_What is asked:_
(a) In the court opinion on the spendthrift trust, on what date did Mrs. Peace repudiate her 1930 agreement?
(b) Write the next part of the court opinion on the spendthrift trust, starting after its last sentence.

_Extract provided:_

▼

The question is whether the auditing judge erred in refusing the demand of the remaining trustee and of Mrs. Jackson, the co-beneficiary of the spendthrift trust, to authorize the trustee to deduct from Mrs. Peace’s income items of taxes, interest, etc., allegedly due under Mrs. Peace’s agreement of 1930, and which have accrued since her repudiation of the agreement on December 3, 1942, on the ground that the 1930 transaction was revocable at will. Mrs. Peace does not object to sharing the loss of income.
Additional salient facts not appearing in the adjudication are that both life tenants of this trust are competent adult daughters of testator; and that although Mrs. Jackson at the audit of this account insisted that she has always disapproved the transaction the corporate trustee denied her assertion. It further appears that this investment was set forth in a prior account which was audited by this court on February 5, 1936, of which audit Mrs. Jackson received notice and she *359has received and accepted the income from the investment for 12 years. The prior account was adjudicated May 14,1936, later reopened and readjudicated March 27, 1937, and appeal taken to the Supreme Court: Heyl’s Estate, 331 Pa. 202. It is repeated for the purpose of emphasis that both life tenants have expressly disclaimed any attempt to surcharge the trustee for loss on this investment.
Spendthrift trusts have long been the favorite of the law. In Riverside Trust Co. v. Twitchell et al., 342 Pa. 558, 561, Justice Drew quoted from Morgan’s Estate (No. 1), 223 Pa. 228, 230:
“The law rests its protection of what is known as a spendthrift trust fundamentally on the principle of cujus est dare, ejus est disponere. It allows the donor to condition his bounty as suits, himself, so long as he violates no law in so doing. When a trust of this kind has been created, the law holds that the donor has an individual right of property in the execution of the trust; and to deprive him of it would be a fraud on his generosity. For the law to appropriate a gift to a person not intended would be an invasion of the donor’s private dominion: Holdship v. Patterson, 7 Watts, 547.”

▲

_Data records:_
▼

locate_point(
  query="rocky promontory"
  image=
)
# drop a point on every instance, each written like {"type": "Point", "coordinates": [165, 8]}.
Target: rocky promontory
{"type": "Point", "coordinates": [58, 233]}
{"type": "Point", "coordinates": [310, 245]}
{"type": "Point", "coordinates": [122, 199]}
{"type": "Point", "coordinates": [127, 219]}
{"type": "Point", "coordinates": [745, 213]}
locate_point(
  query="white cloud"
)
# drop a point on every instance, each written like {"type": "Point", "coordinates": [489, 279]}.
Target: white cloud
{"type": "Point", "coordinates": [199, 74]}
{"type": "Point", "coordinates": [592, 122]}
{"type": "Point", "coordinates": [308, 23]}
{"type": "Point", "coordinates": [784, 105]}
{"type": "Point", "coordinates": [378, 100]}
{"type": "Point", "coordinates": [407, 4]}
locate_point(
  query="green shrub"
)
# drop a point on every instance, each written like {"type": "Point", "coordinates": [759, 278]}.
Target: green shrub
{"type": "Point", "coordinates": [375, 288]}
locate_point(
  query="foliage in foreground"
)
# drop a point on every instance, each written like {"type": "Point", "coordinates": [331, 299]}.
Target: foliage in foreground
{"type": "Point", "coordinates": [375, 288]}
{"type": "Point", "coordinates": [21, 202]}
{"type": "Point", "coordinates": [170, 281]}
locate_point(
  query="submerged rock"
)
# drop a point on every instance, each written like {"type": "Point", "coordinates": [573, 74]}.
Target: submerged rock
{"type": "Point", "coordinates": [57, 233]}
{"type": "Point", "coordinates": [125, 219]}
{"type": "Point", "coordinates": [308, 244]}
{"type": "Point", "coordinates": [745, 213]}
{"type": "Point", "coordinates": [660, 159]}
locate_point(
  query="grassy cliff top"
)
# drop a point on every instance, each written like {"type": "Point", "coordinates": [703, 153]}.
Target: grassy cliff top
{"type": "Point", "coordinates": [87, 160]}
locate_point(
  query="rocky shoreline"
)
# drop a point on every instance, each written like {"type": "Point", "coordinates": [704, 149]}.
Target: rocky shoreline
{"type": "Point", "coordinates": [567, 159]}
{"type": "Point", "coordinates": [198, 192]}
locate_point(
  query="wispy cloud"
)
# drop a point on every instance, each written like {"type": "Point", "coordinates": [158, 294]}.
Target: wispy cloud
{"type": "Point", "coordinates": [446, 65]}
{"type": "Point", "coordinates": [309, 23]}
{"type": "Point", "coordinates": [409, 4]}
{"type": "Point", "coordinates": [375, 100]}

▲

_Results of the exercise:_
(a) December 3, 1942.

(b)
In Harrison’s Estate, 322 Pa. 532, it is stated (p. 534):
“The recognition of a testator’s right to protect his heirs from a presumed incapacity to manage inheritances is ... a definite policy of the common law. It can only be abrogated, if at all, by nothing less than express, definite and positive enactment.” See 2 Hunter’s Pennsylvania Orphans’ Court Commonplace Book, pp. 1282, 1283, para. 5(r) and (s).
We take it, therefore, that any attempt to vary the purposes of the trust or to divert the funds, principal or income, to other than the declared purposes set forth in the will must be most steadfastly resisted. The *360primary consideration is the estate of the testator; the interests of the beneficiary are secondary: Siegwarth’s Estate, 226 Pa. 591, 594.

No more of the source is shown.